#### WRITTEN PROBLEM
Please return each line of the records below that contains the string "pine", copied in full. Matching is case-sensitive.

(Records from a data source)
● ● ● ●
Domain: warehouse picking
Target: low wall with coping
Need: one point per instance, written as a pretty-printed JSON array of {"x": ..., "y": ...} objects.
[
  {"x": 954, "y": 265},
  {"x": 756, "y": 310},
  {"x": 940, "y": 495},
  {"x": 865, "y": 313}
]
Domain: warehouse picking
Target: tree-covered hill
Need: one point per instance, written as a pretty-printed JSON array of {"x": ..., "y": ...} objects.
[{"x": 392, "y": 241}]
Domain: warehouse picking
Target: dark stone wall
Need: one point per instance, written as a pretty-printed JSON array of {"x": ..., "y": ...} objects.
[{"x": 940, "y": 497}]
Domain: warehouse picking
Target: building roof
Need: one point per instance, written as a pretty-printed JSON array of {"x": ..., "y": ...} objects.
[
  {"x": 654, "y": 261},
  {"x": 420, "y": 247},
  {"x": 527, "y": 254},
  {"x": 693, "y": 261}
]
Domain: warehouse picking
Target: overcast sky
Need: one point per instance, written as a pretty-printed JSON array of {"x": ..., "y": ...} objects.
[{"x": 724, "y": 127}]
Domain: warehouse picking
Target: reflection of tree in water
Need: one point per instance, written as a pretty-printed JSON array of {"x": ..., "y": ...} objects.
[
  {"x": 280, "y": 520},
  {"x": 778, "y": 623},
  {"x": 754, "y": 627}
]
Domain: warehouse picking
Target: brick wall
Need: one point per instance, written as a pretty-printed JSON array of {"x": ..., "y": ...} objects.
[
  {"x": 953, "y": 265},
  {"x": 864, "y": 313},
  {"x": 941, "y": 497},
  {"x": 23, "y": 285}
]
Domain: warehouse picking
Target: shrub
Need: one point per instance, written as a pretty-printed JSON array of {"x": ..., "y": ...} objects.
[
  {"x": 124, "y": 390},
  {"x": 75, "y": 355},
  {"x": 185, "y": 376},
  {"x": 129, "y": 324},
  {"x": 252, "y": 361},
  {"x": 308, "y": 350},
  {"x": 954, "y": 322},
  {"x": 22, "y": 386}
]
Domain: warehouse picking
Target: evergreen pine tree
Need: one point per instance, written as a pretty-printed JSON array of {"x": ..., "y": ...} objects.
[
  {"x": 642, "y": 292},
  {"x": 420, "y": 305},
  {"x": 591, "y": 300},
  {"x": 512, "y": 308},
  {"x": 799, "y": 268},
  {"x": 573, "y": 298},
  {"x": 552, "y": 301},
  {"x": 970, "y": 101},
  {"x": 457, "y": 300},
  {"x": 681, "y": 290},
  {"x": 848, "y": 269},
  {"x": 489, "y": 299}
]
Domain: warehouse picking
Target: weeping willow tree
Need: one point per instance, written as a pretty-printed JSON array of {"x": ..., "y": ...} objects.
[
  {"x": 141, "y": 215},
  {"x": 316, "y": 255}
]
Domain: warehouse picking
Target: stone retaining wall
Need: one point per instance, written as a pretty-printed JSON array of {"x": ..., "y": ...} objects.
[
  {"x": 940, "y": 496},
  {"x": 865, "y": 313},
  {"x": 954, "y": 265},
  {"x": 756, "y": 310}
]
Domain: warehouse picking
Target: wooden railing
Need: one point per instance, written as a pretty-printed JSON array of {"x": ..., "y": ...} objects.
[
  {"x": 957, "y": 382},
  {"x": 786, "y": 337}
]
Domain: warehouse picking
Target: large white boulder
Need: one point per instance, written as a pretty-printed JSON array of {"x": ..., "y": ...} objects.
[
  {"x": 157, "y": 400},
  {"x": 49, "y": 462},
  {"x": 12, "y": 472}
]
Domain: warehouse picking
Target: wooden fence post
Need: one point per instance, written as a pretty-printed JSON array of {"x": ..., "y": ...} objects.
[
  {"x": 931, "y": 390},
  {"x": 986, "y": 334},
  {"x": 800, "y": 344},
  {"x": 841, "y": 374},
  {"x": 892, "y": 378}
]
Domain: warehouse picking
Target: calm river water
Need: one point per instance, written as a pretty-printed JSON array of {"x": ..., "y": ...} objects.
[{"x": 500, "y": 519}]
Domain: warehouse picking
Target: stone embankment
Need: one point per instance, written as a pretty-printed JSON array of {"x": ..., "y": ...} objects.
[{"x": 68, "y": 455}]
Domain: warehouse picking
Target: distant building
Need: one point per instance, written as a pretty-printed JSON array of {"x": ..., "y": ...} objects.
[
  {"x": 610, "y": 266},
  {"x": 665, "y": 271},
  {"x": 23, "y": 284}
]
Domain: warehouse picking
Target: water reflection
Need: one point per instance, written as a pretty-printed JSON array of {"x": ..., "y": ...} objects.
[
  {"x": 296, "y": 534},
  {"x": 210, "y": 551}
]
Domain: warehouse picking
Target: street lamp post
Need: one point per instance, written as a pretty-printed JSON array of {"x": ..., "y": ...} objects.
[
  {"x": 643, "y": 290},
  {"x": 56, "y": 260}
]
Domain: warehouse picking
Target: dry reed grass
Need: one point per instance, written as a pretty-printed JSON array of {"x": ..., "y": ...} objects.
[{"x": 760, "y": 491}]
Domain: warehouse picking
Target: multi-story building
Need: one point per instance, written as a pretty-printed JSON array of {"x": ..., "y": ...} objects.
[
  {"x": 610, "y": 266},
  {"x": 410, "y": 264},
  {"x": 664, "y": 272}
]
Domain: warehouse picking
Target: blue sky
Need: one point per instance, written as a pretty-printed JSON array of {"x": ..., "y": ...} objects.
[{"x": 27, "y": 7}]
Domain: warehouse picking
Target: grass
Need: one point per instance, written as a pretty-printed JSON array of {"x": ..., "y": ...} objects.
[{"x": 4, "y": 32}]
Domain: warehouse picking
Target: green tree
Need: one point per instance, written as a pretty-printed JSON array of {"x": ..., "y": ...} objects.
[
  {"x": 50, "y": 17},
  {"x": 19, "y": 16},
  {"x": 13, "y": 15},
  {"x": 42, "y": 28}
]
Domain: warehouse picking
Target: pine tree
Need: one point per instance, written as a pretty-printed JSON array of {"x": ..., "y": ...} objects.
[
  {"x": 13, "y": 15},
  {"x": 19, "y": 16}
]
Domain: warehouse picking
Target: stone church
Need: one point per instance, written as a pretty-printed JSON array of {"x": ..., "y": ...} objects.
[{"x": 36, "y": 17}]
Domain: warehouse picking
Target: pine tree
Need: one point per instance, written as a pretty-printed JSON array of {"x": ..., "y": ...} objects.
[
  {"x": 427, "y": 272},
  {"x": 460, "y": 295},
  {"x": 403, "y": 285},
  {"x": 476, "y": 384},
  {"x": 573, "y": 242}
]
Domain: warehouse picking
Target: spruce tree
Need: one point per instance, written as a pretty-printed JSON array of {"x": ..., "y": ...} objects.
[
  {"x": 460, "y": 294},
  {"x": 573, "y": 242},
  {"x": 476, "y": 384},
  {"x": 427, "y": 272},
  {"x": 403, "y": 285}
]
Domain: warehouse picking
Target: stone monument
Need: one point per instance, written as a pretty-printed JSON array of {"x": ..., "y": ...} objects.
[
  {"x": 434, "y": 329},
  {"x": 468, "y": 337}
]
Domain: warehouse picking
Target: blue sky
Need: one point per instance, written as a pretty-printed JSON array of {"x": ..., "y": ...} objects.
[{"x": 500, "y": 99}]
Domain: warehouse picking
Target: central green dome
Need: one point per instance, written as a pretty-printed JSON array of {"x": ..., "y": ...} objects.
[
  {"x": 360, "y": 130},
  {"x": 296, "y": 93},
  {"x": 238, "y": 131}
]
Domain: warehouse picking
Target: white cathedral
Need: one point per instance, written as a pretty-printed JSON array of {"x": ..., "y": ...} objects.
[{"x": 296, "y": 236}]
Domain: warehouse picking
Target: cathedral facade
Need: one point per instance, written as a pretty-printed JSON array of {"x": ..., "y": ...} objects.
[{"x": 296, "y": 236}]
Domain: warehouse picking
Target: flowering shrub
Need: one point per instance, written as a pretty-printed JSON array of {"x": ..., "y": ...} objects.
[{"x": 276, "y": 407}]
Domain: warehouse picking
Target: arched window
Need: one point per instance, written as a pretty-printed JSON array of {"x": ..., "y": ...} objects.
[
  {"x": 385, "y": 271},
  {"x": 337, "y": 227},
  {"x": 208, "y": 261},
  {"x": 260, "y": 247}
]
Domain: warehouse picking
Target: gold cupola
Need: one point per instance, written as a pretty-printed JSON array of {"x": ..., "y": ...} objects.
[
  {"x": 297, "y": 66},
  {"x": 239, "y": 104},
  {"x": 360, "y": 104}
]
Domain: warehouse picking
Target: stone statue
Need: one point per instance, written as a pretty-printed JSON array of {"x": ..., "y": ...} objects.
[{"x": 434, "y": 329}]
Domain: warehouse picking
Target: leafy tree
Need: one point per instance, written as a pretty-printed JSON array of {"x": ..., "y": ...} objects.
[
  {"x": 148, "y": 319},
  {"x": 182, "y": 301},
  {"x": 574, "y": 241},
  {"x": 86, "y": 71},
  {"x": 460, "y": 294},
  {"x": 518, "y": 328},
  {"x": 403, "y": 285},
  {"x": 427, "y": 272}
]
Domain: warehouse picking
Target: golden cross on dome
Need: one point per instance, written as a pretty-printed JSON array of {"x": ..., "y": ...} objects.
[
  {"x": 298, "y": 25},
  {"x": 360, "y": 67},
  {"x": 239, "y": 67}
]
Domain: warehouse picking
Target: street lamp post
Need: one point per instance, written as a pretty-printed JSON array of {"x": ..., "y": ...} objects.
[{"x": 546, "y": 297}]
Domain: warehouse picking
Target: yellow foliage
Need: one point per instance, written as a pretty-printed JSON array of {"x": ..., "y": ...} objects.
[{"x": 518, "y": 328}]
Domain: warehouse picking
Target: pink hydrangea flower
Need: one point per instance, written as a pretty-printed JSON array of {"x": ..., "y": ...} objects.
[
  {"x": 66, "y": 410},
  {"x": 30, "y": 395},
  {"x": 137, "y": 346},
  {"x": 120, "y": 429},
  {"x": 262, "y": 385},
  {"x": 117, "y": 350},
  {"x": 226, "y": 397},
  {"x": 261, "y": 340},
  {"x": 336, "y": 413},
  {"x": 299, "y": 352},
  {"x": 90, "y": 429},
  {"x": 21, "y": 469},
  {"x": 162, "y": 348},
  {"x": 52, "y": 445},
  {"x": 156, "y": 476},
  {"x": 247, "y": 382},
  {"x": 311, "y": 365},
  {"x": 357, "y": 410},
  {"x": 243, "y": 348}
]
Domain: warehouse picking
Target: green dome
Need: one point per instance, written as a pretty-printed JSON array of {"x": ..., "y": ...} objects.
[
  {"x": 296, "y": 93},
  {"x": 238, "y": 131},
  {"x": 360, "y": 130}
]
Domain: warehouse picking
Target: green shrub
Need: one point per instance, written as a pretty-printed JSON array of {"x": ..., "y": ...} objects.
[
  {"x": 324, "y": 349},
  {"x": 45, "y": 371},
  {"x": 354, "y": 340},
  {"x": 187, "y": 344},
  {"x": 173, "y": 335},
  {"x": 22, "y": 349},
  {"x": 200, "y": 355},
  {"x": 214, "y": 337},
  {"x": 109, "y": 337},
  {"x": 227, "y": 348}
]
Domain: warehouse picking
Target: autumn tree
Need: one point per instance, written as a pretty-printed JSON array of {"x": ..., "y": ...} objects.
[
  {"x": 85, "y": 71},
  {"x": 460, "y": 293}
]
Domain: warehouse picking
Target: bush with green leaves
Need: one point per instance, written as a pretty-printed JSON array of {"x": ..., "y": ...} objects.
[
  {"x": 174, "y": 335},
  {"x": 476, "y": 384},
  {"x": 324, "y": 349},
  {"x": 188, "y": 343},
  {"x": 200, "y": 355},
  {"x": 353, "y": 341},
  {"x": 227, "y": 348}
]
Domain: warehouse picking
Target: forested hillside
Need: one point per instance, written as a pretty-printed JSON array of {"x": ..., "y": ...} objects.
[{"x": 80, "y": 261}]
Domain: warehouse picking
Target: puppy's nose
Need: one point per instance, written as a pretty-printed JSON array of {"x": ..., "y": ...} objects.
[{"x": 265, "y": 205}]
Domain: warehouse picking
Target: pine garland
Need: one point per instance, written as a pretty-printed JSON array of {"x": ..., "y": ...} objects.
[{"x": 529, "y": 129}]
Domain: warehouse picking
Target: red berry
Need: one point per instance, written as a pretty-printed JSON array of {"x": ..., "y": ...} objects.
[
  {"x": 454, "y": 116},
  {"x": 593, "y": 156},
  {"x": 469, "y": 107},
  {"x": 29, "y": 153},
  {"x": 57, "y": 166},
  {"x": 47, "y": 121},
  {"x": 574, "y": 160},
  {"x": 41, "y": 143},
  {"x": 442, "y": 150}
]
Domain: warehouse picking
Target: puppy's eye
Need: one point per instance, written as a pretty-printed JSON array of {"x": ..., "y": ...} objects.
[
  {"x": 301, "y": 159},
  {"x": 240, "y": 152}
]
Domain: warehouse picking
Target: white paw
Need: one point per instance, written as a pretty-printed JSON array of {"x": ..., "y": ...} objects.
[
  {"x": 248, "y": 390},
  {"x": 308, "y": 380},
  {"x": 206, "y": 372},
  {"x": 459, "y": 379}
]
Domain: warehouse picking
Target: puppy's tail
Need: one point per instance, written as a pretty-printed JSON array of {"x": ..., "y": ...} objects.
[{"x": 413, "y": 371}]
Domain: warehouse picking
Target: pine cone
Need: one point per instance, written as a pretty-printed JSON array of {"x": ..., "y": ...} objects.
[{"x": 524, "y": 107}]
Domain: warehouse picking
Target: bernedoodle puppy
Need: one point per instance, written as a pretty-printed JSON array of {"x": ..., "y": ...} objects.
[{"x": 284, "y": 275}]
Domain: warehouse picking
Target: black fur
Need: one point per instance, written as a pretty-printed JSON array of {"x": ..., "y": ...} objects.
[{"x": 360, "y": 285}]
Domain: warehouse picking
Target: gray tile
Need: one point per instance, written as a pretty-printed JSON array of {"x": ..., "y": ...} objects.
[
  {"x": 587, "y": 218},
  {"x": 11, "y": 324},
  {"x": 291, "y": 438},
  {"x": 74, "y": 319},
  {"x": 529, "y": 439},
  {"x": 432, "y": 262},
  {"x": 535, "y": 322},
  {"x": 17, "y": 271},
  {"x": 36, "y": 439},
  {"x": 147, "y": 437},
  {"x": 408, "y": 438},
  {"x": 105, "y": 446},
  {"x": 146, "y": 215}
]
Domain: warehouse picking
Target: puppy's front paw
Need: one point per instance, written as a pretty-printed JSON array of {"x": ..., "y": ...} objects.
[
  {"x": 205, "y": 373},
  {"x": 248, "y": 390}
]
● ● ● ●
#### SOLUTION TO THIS TASK
Target: evergreen pine tree
Target: pine tree
Target: pine tree
Target: pine garland
Target: pine cone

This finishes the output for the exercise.